== Exercise description ==
Look for the word "foliage" in the entries and copy every line where it shows up.

(Point localization data)
= = = =

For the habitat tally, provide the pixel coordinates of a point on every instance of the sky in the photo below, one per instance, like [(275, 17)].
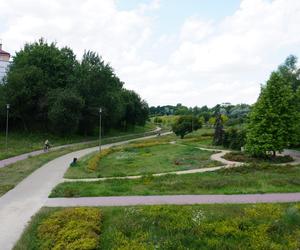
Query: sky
[(194, 52)]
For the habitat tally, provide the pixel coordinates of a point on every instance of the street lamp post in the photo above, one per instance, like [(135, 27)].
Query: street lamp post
[(6, 138), (100, 113)]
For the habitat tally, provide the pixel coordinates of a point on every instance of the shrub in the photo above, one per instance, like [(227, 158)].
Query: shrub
[(234, 138), (71, 228), (243, 157)]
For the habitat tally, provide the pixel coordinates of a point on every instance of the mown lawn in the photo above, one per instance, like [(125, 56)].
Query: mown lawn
[(19, 143), (259, 226), (240, 180)]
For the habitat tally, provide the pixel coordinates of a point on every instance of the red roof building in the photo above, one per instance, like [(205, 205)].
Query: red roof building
[(4, 56)]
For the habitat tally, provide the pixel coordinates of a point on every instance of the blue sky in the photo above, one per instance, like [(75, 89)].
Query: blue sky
[(194, 52), (172, 13)]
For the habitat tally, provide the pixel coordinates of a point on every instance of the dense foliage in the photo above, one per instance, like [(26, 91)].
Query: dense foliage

= = = =

== Result ==
For the habitat tally, provide the pixel coordinates of a point on every instance of the dense foliage in the photo above, one per instance, like [(26, 91)].
Query: dense foliage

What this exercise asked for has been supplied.